> [Your objective]: Copy every line of the entries that includes the word "right".

> [Data for review]:
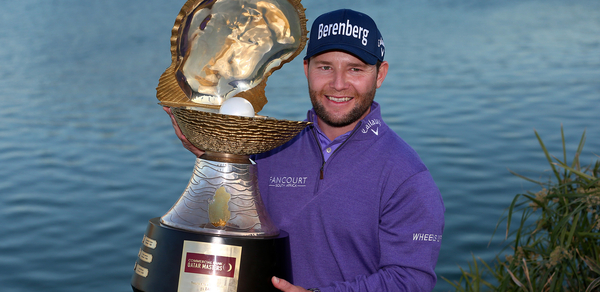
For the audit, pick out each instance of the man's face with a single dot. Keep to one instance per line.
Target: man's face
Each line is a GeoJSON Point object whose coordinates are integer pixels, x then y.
{"type": "Point", "coordinates": [342, 87]}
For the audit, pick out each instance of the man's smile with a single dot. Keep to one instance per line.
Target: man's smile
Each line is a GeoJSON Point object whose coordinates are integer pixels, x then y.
{"type": "Point", "coordinates": [338, 99]}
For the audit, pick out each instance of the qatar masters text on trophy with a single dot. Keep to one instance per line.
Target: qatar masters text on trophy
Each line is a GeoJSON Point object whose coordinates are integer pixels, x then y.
{"type": "Point", "coordinates": [218, 236]}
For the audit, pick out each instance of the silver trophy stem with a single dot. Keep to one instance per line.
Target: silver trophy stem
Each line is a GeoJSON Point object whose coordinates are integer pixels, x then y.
{"type": "Point", "coordinates": [222, 198]}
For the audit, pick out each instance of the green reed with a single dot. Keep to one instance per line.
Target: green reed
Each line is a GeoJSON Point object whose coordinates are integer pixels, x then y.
{"type": "Point", "coordinates": [552, 235]}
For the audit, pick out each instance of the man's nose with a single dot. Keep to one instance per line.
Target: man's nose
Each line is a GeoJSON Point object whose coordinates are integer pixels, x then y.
{"type": "Point", "coordinates": [339, 81]}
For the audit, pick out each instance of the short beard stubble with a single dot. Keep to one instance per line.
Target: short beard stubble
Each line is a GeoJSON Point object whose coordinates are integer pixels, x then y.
{"type": "Point", "coordinates": [354, 115]}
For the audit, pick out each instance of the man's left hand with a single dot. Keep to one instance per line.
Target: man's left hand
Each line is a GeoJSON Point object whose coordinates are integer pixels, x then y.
{"type": "Point", "coordinates": [286, 286]}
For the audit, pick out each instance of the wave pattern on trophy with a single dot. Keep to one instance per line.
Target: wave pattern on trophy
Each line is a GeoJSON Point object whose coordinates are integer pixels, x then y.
{"type": "Point", "coordinates": [220, 198]}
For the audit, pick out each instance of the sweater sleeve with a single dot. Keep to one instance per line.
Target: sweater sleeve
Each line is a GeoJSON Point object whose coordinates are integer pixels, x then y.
{"type": "Point", "coordinates": [410, 233]}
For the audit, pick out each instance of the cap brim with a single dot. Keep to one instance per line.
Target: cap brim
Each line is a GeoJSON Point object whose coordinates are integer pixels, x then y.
{"type": "Point", "coordinates": [357, 52]}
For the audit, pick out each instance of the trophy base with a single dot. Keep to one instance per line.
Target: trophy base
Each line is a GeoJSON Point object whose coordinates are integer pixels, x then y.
{"type": "Point", "coordinates": [176, 260]}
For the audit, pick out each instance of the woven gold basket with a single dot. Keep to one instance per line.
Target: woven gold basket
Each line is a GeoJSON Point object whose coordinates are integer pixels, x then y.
{"type": "Point", "coordinates": [235, 134]}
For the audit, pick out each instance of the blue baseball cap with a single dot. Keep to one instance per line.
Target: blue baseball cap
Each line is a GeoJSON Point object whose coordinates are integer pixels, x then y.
{"type": "Point", "coordinates": [349, 31]}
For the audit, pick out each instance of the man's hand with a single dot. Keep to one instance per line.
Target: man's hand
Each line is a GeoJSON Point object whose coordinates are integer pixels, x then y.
{"type": "Point", "coordinates": [180, 135]}
{"type": "Point", "coordinates": [285, 286]}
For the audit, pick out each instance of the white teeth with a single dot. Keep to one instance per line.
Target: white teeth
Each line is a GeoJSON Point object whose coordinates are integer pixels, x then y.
{"type": "Point", "coordinates": [338, 99]}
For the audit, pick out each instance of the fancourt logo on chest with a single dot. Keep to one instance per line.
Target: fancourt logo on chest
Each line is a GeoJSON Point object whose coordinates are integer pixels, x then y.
{"type": "Point", "coordinates": [372, 125]}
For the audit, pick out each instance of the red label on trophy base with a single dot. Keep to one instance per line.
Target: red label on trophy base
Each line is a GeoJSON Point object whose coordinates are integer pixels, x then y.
{"type": "Point", "coordinates": [210, 265]}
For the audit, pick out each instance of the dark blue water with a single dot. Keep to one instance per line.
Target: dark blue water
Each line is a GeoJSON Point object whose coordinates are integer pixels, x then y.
{"type": "Point", "coordinates": [87, 156]}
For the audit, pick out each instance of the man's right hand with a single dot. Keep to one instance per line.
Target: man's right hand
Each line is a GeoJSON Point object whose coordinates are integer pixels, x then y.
{"type": "Point", "coordinates": [186, 143]}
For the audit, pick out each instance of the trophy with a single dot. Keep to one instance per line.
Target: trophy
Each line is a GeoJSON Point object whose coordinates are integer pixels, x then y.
{"type": "Point", "coordinates": [218, 235]}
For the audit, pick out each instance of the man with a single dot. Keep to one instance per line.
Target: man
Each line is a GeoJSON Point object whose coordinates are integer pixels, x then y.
{"type": "Point", "coordinates": [362, 210]}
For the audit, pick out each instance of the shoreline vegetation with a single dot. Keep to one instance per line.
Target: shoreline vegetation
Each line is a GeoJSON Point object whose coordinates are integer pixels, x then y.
{"type": "Point", "coordinates": [552, 235]}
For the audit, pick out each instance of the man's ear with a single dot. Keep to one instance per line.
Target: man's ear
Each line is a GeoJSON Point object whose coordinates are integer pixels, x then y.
{"type": "Point", "coordinates": [383, 68]}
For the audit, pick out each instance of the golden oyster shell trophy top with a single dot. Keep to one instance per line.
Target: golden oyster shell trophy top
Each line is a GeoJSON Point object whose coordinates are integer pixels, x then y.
{"type": "Point", "coordinates": [226, 48]}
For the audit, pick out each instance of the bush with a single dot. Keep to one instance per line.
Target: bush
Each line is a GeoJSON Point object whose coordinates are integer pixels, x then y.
{"type": "Point", "coordinates": [556, 244]}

> [Answer for the task]:
For the audit, pick out each instance of the man's right hand with a single dot. Keep to one instance per line.
Target: man's right hand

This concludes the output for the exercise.